## Q1. What is Min-Max scaling, and how is it used in data preprocessing? Provide an example to illustrate its application.


Min-Max scaling also known as normalization is a data preprocessing technique used to rescale numerical features to a specific range, typically [0, 1]. The goal of Min-Max scaling is to transform the data in such a way that it falls within a specific interval, making it more suitable for certain machine learning algorithms and improving convergence during training.

X Scaled = X-Xmin/Xmax-Xmin

Min-Max scaling is particularly useful when features have different units or scales, as it standardizes them to a consistent range. This can be important for machine learning algorithms like neural networks and support vector machines, which are sensitive to the scale of the input features.

## Q2. What is the Unit Vector technique in feature scaling, and how does it differ from Min-Max scaling? Provide an example to illustrate its application.


The Unit Vector technique, also known as Unit Length scaling or Normalization, is a feature scaling method that transforms the data such that each feature vector has a length of 1 (i.e., it converts the feature vectors into unit vectors). This is achieved by dividing each feature value by the Euclidean norm (magnitude) of the feature vector.

X scaled = x / |x|
here |x|= sq (x1^2 + x2^2 + ....... + xn^2)

Differences from Min-Max Scaling:

Range of Values:

Min-Max scaling scales features to a specific range (typically [0, 1]), while Unit Vector scaling normalizes feature vectors to have a length of 1.
Unit Vector vs. Single Value:

Min-Max scaling operates on individual feature values, while Unit Vector scaling operates on entire feature vectors.
Unit Vector scaling is particularly useful in scenarios where the direction of the feature vectors is more important than their magnitude. This is common in machine learning algorithms like support vector machines and k-nearest neighbors.



## Q3. What is PCA (Principle Component Analysis), and how is it used in dimensionality reduction? Provide an example to illustrate its application.

════════════════

■ REQUIRED TASK A
Render the records as a two-column CSV with the columns "request" and "answer," one row per request, putting each field in quotes and turning line breaks into spaces. Cover only the records from the line containing "Practice. Put a pin on the long" through the end of the records, inclusive.

════════════════

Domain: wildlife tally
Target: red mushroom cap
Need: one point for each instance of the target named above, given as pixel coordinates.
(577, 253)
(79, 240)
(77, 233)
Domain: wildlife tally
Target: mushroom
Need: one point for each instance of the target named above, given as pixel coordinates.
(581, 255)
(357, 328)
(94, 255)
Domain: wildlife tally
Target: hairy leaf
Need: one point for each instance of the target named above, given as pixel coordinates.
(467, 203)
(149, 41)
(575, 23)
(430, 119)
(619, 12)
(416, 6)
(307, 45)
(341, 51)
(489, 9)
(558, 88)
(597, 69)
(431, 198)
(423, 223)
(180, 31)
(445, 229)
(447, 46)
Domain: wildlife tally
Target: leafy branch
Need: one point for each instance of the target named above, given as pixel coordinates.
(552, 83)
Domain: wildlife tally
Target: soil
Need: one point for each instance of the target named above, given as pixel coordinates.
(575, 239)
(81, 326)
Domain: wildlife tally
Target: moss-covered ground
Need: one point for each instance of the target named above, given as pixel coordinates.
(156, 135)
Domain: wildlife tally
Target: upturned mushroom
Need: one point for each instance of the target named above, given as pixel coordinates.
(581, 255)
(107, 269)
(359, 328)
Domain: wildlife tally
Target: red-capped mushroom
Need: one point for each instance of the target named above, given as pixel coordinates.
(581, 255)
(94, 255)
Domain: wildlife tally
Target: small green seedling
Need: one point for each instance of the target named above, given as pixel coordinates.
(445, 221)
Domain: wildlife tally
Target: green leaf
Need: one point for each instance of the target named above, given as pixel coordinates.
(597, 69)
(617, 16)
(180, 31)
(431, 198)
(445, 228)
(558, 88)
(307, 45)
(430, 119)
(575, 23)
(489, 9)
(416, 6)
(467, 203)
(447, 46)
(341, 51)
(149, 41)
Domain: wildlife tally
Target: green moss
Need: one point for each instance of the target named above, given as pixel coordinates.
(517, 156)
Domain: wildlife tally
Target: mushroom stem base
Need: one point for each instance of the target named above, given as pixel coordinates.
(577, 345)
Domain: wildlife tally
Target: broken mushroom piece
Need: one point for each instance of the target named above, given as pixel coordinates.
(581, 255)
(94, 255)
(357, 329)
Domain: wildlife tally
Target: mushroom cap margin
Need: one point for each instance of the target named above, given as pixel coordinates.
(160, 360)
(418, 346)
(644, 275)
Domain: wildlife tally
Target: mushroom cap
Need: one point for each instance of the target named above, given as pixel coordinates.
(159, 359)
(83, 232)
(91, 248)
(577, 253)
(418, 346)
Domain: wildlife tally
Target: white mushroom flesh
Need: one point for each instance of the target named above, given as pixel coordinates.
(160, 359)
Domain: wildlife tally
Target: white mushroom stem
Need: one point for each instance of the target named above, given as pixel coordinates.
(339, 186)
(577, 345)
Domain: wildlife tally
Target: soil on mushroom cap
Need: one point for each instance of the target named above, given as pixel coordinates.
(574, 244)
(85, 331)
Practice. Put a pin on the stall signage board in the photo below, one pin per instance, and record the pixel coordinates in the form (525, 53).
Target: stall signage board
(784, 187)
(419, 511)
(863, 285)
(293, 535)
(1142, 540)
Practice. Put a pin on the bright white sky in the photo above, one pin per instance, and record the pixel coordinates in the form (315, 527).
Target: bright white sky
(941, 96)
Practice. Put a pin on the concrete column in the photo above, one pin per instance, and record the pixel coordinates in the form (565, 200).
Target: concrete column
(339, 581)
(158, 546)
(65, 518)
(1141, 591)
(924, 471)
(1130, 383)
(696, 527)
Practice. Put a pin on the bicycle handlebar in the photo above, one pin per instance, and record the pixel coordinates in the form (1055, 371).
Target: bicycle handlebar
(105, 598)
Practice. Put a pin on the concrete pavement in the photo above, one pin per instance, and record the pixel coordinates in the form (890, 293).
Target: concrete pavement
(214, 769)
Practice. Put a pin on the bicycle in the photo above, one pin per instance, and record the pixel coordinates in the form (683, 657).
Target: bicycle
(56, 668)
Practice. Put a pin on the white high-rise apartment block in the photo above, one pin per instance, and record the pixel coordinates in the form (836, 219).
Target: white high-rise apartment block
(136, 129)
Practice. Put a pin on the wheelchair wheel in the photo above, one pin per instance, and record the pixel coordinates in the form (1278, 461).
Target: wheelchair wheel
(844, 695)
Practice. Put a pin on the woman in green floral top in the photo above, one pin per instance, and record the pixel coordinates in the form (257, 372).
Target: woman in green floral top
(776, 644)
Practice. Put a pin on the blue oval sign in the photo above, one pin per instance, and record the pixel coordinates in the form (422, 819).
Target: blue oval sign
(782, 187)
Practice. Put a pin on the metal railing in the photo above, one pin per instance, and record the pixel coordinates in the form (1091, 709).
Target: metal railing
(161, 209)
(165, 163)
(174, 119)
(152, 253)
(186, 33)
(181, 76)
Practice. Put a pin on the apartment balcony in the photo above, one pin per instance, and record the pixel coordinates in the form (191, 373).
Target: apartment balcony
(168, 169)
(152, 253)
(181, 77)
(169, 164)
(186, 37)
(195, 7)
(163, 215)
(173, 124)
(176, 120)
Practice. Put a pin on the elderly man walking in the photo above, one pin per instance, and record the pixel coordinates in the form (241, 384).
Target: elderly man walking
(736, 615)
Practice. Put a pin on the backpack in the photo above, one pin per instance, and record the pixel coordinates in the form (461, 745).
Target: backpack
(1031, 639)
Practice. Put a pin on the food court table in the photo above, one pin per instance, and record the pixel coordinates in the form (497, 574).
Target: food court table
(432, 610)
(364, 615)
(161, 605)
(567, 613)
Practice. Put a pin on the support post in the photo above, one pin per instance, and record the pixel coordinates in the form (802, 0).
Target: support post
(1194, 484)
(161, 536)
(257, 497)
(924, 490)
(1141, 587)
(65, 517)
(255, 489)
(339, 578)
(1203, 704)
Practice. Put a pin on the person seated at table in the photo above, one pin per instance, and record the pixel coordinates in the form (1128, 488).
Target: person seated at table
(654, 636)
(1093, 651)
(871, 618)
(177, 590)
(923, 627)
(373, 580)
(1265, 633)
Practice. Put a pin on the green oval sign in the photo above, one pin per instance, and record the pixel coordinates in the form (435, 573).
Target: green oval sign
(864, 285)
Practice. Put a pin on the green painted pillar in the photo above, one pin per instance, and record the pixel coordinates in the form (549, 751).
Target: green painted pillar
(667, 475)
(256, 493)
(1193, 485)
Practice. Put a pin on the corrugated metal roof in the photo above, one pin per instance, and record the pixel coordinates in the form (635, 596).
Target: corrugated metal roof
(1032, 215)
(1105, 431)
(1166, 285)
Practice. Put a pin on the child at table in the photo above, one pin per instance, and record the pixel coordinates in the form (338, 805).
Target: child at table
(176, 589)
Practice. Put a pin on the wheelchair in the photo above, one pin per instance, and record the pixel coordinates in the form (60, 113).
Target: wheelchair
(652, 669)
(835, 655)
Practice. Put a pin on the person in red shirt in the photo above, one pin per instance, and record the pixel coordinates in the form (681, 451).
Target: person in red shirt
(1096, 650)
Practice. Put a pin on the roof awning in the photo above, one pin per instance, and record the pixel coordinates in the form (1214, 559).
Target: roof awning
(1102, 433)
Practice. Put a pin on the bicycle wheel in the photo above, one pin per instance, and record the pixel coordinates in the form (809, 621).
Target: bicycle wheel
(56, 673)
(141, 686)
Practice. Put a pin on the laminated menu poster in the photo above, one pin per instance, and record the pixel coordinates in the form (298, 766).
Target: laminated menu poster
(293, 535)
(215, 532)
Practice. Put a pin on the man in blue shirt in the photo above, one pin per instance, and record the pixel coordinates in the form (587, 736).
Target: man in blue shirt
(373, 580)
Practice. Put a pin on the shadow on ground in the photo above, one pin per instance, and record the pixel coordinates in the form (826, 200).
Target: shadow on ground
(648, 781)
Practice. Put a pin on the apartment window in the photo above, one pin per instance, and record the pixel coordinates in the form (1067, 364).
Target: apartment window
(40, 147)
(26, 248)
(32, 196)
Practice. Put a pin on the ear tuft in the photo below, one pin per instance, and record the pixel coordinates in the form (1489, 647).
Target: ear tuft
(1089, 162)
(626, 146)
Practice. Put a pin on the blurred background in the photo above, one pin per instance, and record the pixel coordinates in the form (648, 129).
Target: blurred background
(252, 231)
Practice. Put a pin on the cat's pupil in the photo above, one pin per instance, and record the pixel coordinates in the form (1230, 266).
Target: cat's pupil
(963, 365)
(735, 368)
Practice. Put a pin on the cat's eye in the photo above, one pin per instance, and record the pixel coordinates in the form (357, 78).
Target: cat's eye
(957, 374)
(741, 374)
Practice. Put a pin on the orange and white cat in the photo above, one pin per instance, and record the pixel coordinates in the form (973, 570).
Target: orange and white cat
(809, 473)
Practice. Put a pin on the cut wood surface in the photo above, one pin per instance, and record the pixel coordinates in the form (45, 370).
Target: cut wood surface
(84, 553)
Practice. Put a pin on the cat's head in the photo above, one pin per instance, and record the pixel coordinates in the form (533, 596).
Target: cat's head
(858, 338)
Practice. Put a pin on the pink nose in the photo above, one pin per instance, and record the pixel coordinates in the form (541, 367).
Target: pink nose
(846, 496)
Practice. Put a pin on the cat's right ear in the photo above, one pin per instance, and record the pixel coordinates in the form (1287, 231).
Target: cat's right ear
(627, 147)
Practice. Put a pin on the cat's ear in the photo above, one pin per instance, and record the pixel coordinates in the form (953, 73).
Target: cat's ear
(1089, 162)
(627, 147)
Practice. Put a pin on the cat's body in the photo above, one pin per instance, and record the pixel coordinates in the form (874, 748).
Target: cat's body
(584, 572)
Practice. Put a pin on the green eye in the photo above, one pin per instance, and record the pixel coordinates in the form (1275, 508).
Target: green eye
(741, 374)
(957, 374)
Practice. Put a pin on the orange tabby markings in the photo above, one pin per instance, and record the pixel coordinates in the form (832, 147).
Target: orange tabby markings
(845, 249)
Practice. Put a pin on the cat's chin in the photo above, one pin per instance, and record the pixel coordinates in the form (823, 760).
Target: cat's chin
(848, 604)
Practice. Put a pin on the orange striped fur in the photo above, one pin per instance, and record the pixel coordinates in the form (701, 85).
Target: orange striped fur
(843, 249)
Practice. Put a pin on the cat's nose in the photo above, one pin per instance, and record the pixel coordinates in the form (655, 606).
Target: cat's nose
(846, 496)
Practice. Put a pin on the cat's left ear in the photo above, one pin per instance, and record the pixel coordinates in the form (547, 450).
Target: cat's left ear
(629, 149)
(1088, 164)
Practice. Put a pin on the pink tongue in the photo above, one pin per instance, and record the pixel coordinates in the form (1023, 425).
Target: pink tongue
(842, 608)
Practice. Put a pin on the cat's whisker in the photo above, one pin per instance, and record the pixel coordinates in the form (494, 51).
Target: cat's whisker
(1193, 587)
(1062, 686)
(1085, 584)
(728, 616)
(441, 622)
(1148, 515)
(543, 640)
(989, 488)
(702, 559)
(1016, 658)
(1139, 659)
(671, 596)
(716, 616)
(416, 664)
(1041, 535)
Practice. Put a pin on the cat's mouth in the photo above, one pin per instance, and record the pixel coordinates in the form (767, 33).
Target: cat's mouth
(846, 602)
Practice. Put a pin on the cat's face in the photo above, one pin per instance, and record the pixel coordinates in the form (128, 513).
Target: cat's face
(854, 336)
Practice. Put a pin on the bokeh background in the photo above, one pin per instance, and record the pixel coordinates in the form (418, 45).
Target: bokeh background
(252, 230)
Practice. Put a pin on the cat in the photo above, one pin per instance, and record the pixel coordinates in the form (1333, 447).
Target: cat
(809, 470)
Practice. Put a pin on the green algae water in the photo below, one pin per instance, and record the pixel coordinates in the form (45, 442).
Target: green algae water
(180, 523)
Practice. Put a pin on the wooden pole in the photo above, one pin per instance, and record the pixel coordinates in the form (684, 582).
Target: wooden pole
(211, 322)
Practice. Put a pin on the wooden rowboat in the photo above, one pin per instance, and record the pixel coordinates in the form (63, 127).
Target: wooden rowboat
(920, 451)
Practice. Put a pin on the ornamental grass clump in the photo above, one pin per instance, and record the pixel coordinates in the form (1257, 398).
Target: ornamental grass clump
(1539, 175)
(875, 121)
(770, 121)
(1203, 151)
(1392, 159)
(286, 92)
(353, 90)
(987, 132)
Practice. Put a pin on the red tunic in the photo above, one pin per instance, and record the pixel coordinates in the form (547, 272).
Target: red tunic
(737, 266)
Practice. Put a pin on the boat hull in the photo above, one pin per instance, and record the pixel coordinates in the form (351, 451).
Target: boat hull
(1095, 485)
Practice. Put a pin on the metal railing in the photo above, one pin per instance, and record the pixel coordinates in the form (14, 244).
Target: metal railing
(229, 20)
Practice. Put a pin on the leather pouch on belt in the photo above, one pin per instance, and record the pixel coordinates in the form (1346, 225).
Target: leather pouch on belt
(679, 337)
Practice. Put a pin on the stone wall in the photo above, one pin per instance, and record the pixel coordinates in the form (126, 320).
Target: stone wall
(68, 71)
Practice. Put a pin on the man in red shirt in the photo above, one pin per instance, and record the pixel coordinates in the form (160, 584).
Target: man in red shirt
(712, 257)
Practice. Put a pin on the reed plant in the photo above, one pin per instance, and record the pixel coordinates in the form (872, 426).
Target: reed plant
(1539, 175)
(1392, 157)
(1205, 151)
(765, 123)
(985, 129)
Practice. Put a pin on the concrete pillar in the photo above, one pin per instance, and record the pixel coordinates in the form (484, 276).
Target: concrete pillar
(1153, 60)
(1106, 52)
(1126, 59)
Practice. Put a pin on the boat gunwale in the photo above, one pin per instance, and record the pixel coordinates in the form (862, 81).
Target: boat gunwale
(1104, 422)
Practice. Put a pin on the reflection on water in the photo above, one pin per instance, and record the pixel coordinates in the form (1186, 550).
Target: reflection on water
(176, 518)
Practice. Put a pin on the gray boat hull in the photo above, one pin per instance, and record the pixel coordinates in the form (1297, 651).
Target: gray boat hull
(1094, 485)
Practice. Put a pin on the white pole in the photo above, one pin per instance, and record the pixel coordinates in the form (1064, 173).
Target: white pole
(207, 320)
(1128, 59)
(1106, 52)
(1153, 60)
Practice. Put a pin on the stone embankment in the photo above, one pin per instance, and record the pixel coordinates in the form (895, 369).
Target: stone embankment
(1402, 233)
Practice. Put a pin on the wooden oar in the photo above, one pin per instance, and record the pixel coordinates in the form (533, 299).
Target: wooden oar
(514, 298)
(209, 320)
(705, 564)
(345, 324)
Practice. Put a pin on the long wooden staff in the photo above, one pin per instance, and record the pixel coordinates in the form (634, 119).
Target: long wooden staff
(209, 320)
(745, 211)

════════════════

■ REQUIRED TASK B
List every machine learning algorithm that the feature scaling text names.

■ COMPLETE RESPONSE A
request,answer
"Practice. Put a pin on the long wooden staff in the photo above, one pin per instance, and record the pixel coordinates in the form (634, 119). Target: long wooden staff","(209, 320) (745, 211)"

■ COMPLETE RESPONSE B
- neural networks
- support vector machines
- k-nearest neighbors